Activity |
Please, could you print all the lines below exactly, leaving out the pictures?

- - -

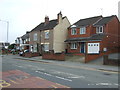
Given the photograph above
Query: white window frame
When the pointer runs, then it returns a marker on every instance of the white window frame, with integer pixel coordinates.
(35, 37)
(35, 48)
(93, 48)
(83, 30)
(47, 33)
(73, 31)
(46, 47)
(73, 45)
(98, 29)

- - -

Written answer |
Given the photograph above
Query: white window frame
When the pointer runs, then it returns a marker on every instance of the white window frame, with integer pixel coordinates.
(35, 37)
(35, 48)
(93, 48)
(83, 30)
(47, 33)
(73, 31)
(46, 47)
(73, 45)
(98, 29)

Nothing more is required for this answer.